#### The request:
Convert every line of the entries below into a Markdown table with two columns, Row and Content, numbering the rows and skipping blank lines. Leave the pictures out of the table.

#### Record list:
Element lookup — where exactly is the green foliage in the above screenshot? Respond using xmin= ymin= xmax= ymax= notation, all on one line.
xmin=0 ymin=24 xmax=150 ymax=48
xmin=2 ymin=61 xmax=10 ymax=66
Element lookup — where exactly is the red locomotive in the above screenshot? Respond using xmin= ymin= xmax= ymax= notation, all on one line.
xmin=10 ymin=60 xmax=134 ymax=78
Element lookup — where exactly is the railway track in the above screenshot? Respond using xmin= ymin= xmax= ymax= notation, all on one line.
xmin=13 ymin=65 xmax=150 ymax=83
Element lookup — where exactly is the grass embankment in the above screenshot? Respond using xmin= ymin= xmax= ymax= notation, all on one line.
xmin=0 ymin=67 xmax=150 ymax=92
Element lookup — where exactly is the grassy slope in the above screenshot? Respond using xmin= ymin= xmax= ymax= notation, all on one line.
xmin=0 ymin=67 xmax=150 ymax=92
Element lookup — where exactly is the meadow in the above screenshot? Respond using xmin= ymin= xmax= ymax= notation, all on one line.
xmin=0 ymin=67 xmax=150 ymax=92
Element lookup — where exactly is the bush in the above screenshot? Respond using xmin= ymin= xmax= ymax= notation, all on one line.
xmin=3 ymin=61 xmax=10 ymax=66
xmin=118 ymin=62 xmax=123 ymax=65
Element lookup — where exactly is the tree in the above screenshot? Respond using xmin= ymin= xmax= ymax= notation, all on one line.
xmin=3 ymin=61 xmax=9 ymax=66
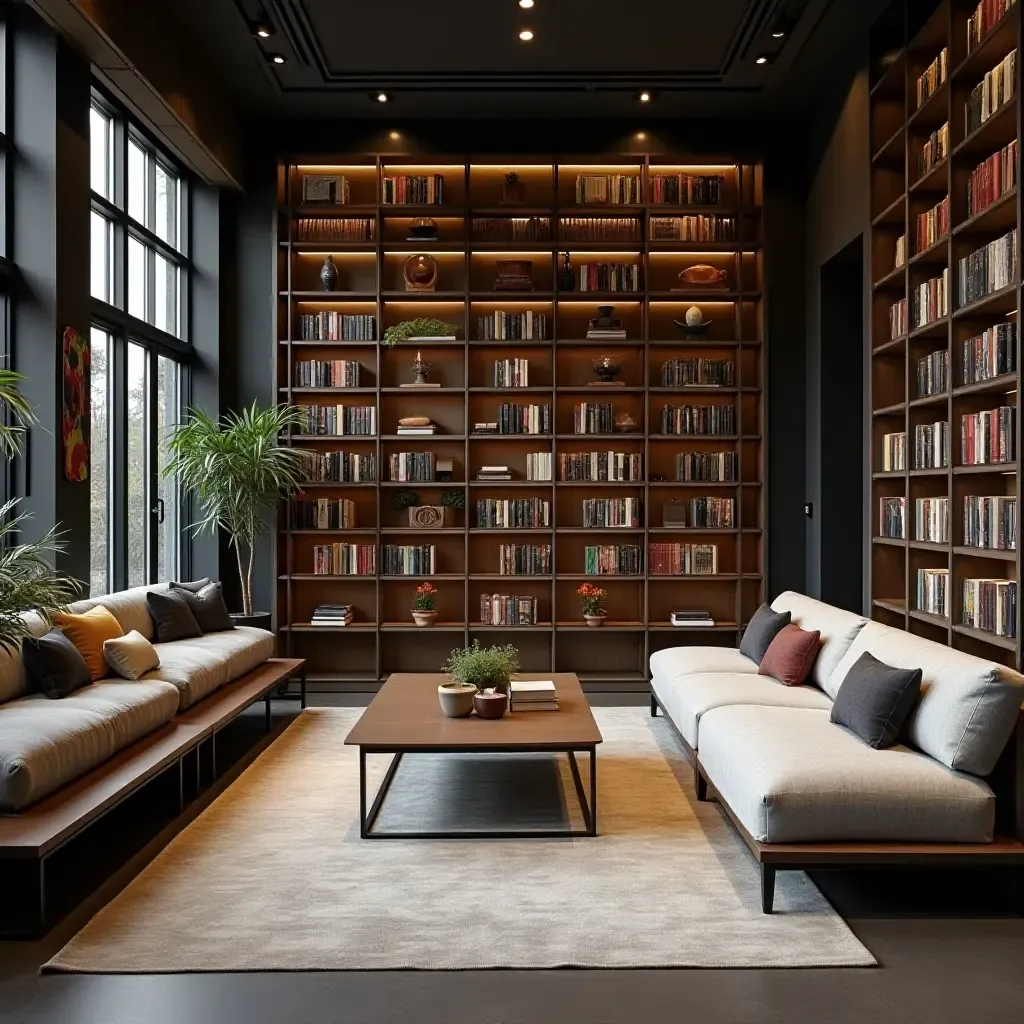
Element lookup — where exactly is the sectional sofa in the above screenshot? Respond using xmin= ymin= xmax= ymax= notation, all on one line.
xmin=650 ymin=592 xmax=1024 ymax=912
xmin=0 ymin=584 xmax=274 ymax=814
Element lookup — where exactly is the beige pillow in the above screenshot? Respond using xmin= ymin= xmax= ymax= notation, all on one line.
xmin=103 ymin=630 xmax=160 ymax=679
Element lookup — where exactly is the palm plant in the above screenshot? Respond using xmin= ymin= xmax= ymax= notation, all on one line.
xmin=164 ymin=401 xmax=306 ymax=615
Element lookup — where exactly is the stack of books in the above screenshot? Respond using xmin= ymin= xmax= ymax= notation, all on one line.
xmin=309 ymin=604 xmax=352 ymax=626
xmin=669 ymin=609 xmax=715 ymax=630
xmin=509 ymin=679 xmax=558 ymax=712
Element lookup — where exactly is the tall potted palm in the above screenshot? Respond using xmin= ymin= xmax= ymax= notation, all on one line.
xmin=164 ymin=401 xmax=305 ymax=628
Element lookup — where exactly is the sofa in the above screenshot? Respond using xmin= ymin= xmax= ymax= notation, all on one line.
xmin=0 ymin=584 xmax=274 ymax=813
xmin=650 ymin=592 xmax=1024 ymax=912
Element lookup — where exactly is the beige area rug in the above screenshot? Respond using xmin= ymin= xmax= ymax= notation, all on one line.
xmin=44 ymin=708 xmax=876 ymax=973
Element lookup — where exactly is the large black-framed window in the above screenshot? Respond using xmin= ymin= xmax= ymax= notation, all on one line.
xmin=89 ymin=91 xmax=191 ymax=594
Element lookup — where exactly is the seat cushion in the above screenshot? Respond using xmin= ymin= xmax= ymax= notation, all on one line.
xmin=142 ymin=626 xmax=273 ymax=709
xmin=771 ymin=590 xmax=868 ymax=700
xmin=700 ymin=706 xmax=995 ymax=843
xmin=650 ymin=672 xmax=831 ymax=750
xmin=829 ymin=623 xmax=1024 ymax=775
xmin=0 ymin=680 xmax=178 ymax=811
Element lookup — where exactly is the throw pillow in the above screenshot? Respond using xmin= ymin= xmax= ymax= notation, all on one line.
xmin=145 ymin=590 xmax=203 ymax=643
xmin=758 ymin=623 xmax=821 ymax=686
xmin=53 ymin=604 xmax=125 ymax=682
xmin=103 ymin=630 xmax=160 ymax=680
xmin=739 ymin=604 xmax=791 ymax=665
xmin=177 ymin=583 xmax=234 ymax=633
xmin=831 ymin=651 xmax=922 ymax=750
xmin=22 ymin=630 xmax=92 ymax=699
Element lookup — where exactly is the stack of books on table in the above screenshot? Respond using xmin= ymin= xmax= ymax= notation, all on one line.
xmin=309 ymin=604 xmax=352 ymax=626
xmin=509 ymin=679 xmax=558 ymax=712
xmin=669 ymin=610 xmax=715 ymax=630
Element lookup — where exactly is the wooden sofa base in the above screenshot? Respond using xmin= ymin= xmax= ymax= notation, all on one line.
xmin=650 ymin=691 xmax=1024 ymax=913
xmin=0 ymin=658 xmax=306 ymax=937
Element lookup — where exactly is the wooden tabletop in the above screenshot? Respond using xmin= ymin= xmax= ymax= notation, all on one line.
xmin=345 ymin=672 xmax=601 ymax=752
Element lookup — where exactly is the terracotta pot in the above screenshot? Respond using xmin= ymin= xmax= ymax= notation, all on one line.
xmin=473 ymin=693 xmax=509 ymax=718
xmin=437 ymin=683 xmax=476 ymax=718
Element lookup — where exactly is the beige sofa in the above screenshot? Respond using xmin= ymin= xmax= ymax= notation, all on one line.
xmin=0 ymin=584 xmax=274 ymax=813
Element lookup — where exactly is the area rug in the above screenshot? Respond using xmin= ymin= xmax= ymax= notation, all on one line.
xmin=44 ymin=708 xmax=876 ymax=973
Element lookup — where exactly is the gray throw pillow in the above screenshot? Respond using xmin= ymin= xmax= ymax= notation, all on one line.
xmin=831 ymin=651 xmax=922 ymax=751
xmin=145 ymin=590 xmax=203 ymax=643
xmin=739 ymin=604 xmax=792 ymax=665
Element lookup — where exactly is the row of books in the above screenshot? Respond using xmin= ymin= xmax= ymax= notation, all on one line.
xmin=659 ymin=406 xmax=736 ymax=434
xmin=293 ymin=359 xmax=361 ymax=387
xmin=584 ymin=544 xmax=643 ymax=575
xmin=558 ymin=452 xmax=643 ymax=481
xmin=498 ymin=544 xmax=551 ymax=575
xmin=967 ymin=139 xmax=1020 ymax=217
xmin=299 ymin=309 xmax=377 ymax=341
xmin=662 ymin=356 xmax=736 ymax=387
xmin=676 ymin=452 xmax=738 ymax=483
xmin=302 ymin=452 xmax=377 ymax=483
xmin=291 ymin=498 xmax=355 ymax=529
xmin=910 ymin=267 xmax=949 ymax=328
xmin=956 ymin=227 xmax=1017 ymax=306
xmin=961 ymin=406 xmax=1017 ymax=466
xmin=647 ymin=544 xmax=718 ymax=575
xmin=918 ymin=348 xmax=949 ymax=398
xmin=964 ymin=49 xmax=1017 ymax=135
xmin=916 ymin=46 xmax=949 ymax=108
xmin=297 ymin=406 xmax=377 ymax=437
xmin=476 ymin=309 xmax=548 ymax=341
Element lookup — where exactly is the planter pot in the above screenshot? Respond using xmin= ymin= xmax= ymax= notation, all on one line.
xmin=473 ymin=693 xmax=509 ymax=718
xmin=437 ymin=683 xmax=476 ymax=718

#### Solution below:
| Row | Content |
|---|---|
| 1 | Element lookup — where exactly is the green foliage in the above screenshot? Respond using xmin= ymin= xmax= ymax= notation, all on one line. |
| 2 | xmin=0 ymin=24 xmax=150 ymax=48 |
| 3 | xmin=2 ymin=61 xmax=10 ymax=66 |
| 4 | Element lookup — where exactly is the red locomotive in the above screenshot? Respond using xmin= ymin= xmax= ymax= notation, all on one line. |
| 5 | xmin=10 ymin=60 xmax=134 ymax=78 |
| 6 | Element lookup — where exactly is the railway track in the above screenshot? Respond using xmin= ymin= xmax= ymax= notation, all on one line. |
| 7 | xmin=13 ymin=65 xmax=150 ymax=83 |
| 8 | Element lookup — where exactly is the grass embankment in the above screenshot? Respond using xmin= ymin= xmax= ymax= notation, all on one line. |
| 9 | xmin=0 ymin=67 xmax=150 ymax=92 |
| 10 | Element lookup — where exactly is the grassy slope in the above screenshot? Respond using xmin= ymin= xmax= ymax= notation, all on one line. |
| 11 | xmin=0 ymin=67 xmax=150 ymax=92 |
| 12 | Element lookup — where exactly is the meadow in the above screenshot? Respond using xmin= ymin= xmax= ymax= notation, all on one line. |
| 13 | xmin=0 ymin=67 xmax=150 ymax=92 |
| 14 | Element lookup — where exactly is the bush in the above screenshot? Respond using xmin= ymin= xmax= ymax= notation, all on one line. |
| 15 | xmin=3 ymin=61 xmax=10 ymax=66 |
| 16 | xmin=118 ymin=62 xmax=123 ymax=65 |
| 17 | Element lookup — where exactly is the tree in the above screenshot? Respond using xmin= ymin= xmax= ymax= notation, all on one line. |
| 18 | xmin=3 ymin=61 xmax=9 ymax=66 |
| 19 | Element lookup — where exactly is the sectional sofa in the above screenshot? Respond using xmin= ymin= xmax= ymax= notation, all on one line. |
| 20 | xmin=650 ymin=592 xmax=1024 ymax=912 |
| 21 | xmin=0 ymin=584 xmax=274 ymax=814 |
| 22 | Element lookup — where exactly is the beige pillow in the above screenshot? Respond using xmin= ymin= xmax= ymax= notation, all on one line. |
| 23 | xmin=103 ymin=630 xmax=160 ymax=679 |
| 24 | Element lookup — where exactly is the palm plant in the above screenshot? Respond using xmin= ymin= xmax= ymax= notation, all on one line. |
| 25 | xmin=164 ymin=401 xmax=306 ymax=615 |
| 26 | Element lookup — where exactly is the stack of books in the above screenshot? Respond using xmin= ymin= xmax= ymax= notation, all on one line. |
| 27 | xmin=309 ymin=604 xmax=352 ymax=626 |
| 28 | xmin=669 ymin=609 xmax=715 ymax=630 |
| 29 | xmin=509 ymin=679 xmax=558 ymax=712 |
| 30 | Element lookup — where exactly is the tall potted palm in the above screenshot? Respond using xmin= ymin= xmax= ymax= notation, all on one line. |
| 31 | xmin=164 ymin=401 xmax=305 ymax=628 |
| 32 | Element lookup — where exactly is the sofa in the above screenshot? Respond using xmin= ymin= xmax= ymax= notation, all on one line. |
| 33 | xmin=0 ymin=584 xmax=274 ymax=813 |
| 34 | xmin=650 ymin=592 xmax=1024 ymax=912 |
| 35 | Element lookup — where exactly is the beige area rug in the above screenshot? Respond using xmin= ymin= xmax= ymax= notation, all on one line. |
| 36 | xmin=44 ymin=708 xmax=876 ymax=973 |
| 37 | Element lookup — where exactly is the large black-framed window in the above screenshot? Respond using xmin= ymin= xmax= ymax= notation, all on one line. |
| 38 | xmin=89 ymin=91 xmax=191 ymax=594 |
| 39 | Element lookup — where exactly is the seat cushion in the above screenshot? Respond using xmin= ymin= xmax= ymax= notation, all on one line. |
| 40 | xmin=142 ymin=626 xmax=273 ymax=709 |
| 41 | xmin=771 ymin=590 xmax=868 ymax=700 |
| 42 | xmin=700 ymin=706 xmax=995 ymax=843 |
| 43 | xmin=650 ymin=672 xmax=831 ymax=750 |
| 44 | xmin=829 ymin=623 xmax=1024 ymax=775 |
| 45 | xmin=0 ymin=680 xmax=178 ymax=811 |
| 46 | Element lookup — where exactly is the throw pillow in the above screenshot? Respond using xmin= ymin= xmax= ymax= notation, all on one line. |
| 47 | xmin=145 ymin=590 xmax=203 ymax=643 |
| 48 | xmin=758 ymin=623 xmax=821 ymax=686 |
| 49 | xmin=53 ymin=604 xmax=125 ymax=682 |
| 50 | xmin=103 ymin=630 xmax=160 ymax=680 |
| 51 | xmin=739 ymin=604 xmax=791 ymax=665 |
| 52 | xmin=177 ymin=583 xmax=234 ymax=633 |
| 53 | xmin=831 ymin=651 xmax=922 ymax=750 |
| 54 | xmin=22 ymin=630 xmax=92 ymax=699 |
| 55 | Element lookup — where exactly is the stack of books on table in the above screenshot? Respond using xmin= ymin= xmax= ymax= notation, all on one line. |
| 56 | xmin=309 ymin=604 xmax=352 ymax=626 |
| 57 | xmin=509 ymin=679 xmax=558 ymax=712 |
| 58 | xmin=669 ymin=610 xmax=715 ymax=630 |
| 59 | Element lookup — where exactly is the wooden sofa base in the above screenshot? Respond using xmin= ymin= xmax= ymax= notation, all on one line. |
| 60 | xmin=650 ymin=691 xmax=1024 ymax=913 |
| 61 | xmin=0 ymin=658 xmax=306 ymax=937 |
| 62 | Element lookup — where exactly is the wooden tabletop in the above screenshot? Respond using xmin= ymin= xmax= ymax= notation, all on one line. |
| 63 | xmin=345 ymin=672 xmax=601 ymax=752 |
| 64 | Element lookup — where exactly is the terracotta pot in the above screenshot? Respond using xmin= ymin= xmax= ymax= notation, all on one line. |
| 65 | xmin=473 ymin=693 xmax=509 ymax=718 |
| 66 | xmin=437 ymin=683 xmax=476 ymax=718 |
| 67 | Element lookup — where exactly is the beige sofa in the above screenshot? Respond using xmin= ymin= xmax= ymax= notation, all on one line. |
| 68 | xmin=0 ymin=584 xmax=274 ymax=813 |
| 69 | Element lookup — where exactly is the area rug in the above screenshot? Respond using xmin= ymin= xmax= ymax= notation, all on one line. |
| 70 | xmin=44 ymin=708 xmax=876 ymax=973 |
| 71 | Element lookup — where exactly is the gray throw pillow in the above screenshot? Respond using xmin= ymin= xmax= ymax= notation, all on one line. |
| 72 | xmin=831 ymin=651 xmax=922 ymax=751 |
| 73 | xmin=145 ymin=590 xmax=203 ymax=643 |
| 74 | xmin=739 ymin=604 xmax=792 ymax=665 |
| 75 | Element lookup — where exactly is the row of books in the above screenshot? Respond using xmin= ymin= xmax= ymax= notation, all on one line. |
| 76 | xmin=659 ymin=406 xmax=736 ymax=434 |
| 77 | xmin=293 ymin=359 xmax=361 ymax=387 |
| 78 | xmin=584 ymin=544 xmax=643 ymax=575 |
| 79 | xmin=558 ymin=452 xmax=643 ymax=481 |
| 80 | xmin=498 ymin=544 xmax=551 ymax=575 |
| 81 | xmin=967 ymin=139 xmax=1020 ymax=217 |
| 82 | xmin=299 ymin=309 xmax=377 ymax=341 |
| 83 | xmin=662 ymin=356 xmax=736 ymax=387 |
| 84 | xmin=676 ymin=452 xmax=738 ymax=483 |
| 85 | xmin=302 ymin=452 xmax=377 ymax=483 |
| 86 | xmin=291 ymin=498 xmax=355 ymax=529 |
| 87 | xmin=910 ymin=267 xmax=949 ymax=328 |
| 88 | xmin=956 ymin=227 xmax=1017 ymax=306 |
| 89 | xmin=961 ymin=406 xmax=1017 ymax=466 |
| 90 | xmin=647 ymin=544 xmax=718 ymax=575 |
| 91 | xmin=918 ymin=348 xmax=949 ymax=398 |
| 92 | xmin=964 ymin=49 xmax=1017 ymax=135 |
| 93 | xmin=916 ymin=46 xmax=949 ymax=108 |
| 94 | xmin=297 ymin=406 xmax=377 ymax=437 |
| 95 | xmin=476 ymin=309 xmax=548 ymax=341 |
| 96 | Element lookup — where exactly is the planter pot in the above screenshot? Respond using xmin= ymin= xmax= ymax= notation, all on one line. |
| 97 | xmin=473 ymin=693 xmax=509 ymax=718 |
| 98 | xmin=437 ymin=683 xmax=476 ymax=718 |